* [Source excerpt]
───

NewStore update

Sage Weil <sweil@xxxxxxxxxx> · Thu, 19 Feb 2015 15:50:45 -0800 (PST)

Hi everyone,

We talked a bit about the proposed "KeyFile" backend a couple months back.  
I've started putting together a basic implementation and wanted to give 
people and update about what things are currently looking like.  We're 
calling it NewStore for now unless/until someone comes up with a better 
name (KeyFileStore is way too confusing). (*)

You can peruse the incomplete code at

	https://github.com/liewegas/ceph/tree/wip-newstore/src/os/newstore

This is a bit of a brain dump.  Please ask questions if anything isn't 
clear.  Also keep in mind I'm still at the stage where I'm trying to get 
it into a semi-working state as quickly as possible so the implementation 
is pretty rough.

Basic design:

We use a KeyValueDB (leveldb, rocksdb, ...) for all of our metadata.  
Object data is stored in files with simple names (%d) in a simple 
directory structure (one level deep, default 1M files per dir).  The main 
piece of metadata we store is a mapping from object name (ghobject_t) to 
onode_t, which looks like this:

 struct onode_t {
   uint64_t size;                       ///< object size
   map<string, bufferptr> attrs;        ///< attrs
   map<uint64_t, fragment_t> data_map;  ///< data (offset to fragment mapping)

i.e., it's what we used to rely on xattrs on the inode for.  Here, we'll 
only lean on the file system for file data and it's block management.

fragment_t looks like

 struct fragment_t {
   uint32_t offset;   ///< offset in file to first byte of this fragment
   uint32_t length;   ///< length of fragment/extent
   fid_t fid;         ///< file backing this fragment

and fid_t is

 struct fid_t {
   uint32_t fset, fno;   // identify the file name: fragments/%d/%d

To start we'll keep the mapping pretty simple (just one fragment_t) but 
later we can go for varying degrees of complexity.

We lean on the kvdb for our transactions.

If we are creating new objects, we write data into a new file/fid, 
[aio_]fsync, and then commit the transaction.

If we are doing an overwrite, we include a write-ahead log (wal) 
item in our transaction, and then apply it afterwards.  For example, a 4k 
overwrite would make whatever metadata changes are included, and a wal 
item that says "then overwrite this 4k in this fid with this data".  i.e., 
the worst case is more or less what FileStore is doing now with its 
journal, except here we're using the kvdb (and its journal) for that.  On 
restart we can queue up and apply any unapplied wal items.

An alternative approach here that we discussed a bit yesterday would be to 
write the small overwrites into the kvdb adjacent to the onode.  Actually 
writing them back to the file could be deferred until later, maybe when 
there are many small writes to be done together.

But right now the write behavior is very simple, and handles just 3 cases:

	https://github.com/liewegas/ceph/blob/wip-newstore/src/os/newstore/NewStore.cc#L1339

1. New object: create a new file and write there.

2. Append: append to an existing fid.  We store the size in the onode so 
we can be a bit sloppy and in the failure case (where we write some 
extra data to the file but don't commit the onode) just ignore any 
trailing file data.

3. Anything else: generate a WAL item.

4. Maybe later, for some small [over]writes, we instead put the new data 
next to the onode.

───

* [Data extract]
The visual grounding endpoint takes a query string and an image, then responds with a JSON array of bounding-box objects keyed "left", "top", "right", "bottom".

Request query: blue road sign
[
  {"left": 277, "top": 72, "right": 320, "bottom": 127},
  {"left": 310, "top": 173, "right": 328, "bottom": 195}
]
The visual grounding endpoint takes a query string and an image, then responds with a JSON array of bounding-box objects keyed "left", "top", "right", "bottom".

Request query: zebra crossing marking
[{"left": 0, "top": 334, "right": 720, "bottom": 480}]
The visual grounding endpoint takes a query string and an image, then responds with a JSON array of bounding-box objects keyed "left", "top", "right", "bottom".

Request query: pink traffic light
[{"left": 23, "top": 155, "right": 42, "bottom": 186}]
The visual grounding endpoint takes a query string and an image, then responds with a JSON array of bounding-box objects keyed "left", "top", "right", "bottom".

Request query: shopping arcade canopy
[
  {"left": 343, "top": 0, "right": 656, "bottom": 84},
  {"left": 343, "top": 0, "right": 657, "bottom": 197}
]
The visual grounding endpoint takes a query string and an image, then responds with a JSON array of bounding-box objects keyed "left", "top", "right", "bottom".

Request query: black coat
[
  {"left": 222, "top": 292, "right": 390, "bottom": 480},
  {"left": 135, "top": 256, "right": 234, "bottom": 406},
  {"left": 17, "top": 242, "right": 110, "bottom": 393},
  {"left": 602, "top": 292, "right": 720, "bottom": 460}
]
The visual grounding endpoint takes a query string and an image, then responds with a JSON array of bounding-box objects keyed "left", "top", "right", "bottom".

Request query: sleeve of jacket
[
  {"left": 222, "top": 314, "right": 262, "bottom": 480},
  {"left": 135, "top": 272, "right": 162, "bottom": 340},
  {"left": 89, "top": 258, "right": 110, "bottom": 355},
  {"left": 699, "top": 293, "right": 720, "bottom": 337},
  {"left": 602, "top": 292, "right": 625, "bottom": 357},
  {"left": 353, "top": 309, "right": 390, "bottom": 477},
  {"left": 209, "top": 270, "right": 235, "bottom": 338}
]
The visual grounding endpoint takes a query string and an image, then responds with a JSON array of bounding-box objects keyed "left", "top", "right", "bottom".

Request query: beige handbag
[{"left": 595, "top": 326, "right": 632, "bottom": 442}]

───

* [Task objective] What default number of files per directory does the NewStore update give for object data?

* [Answer to the task] 1M files per directory.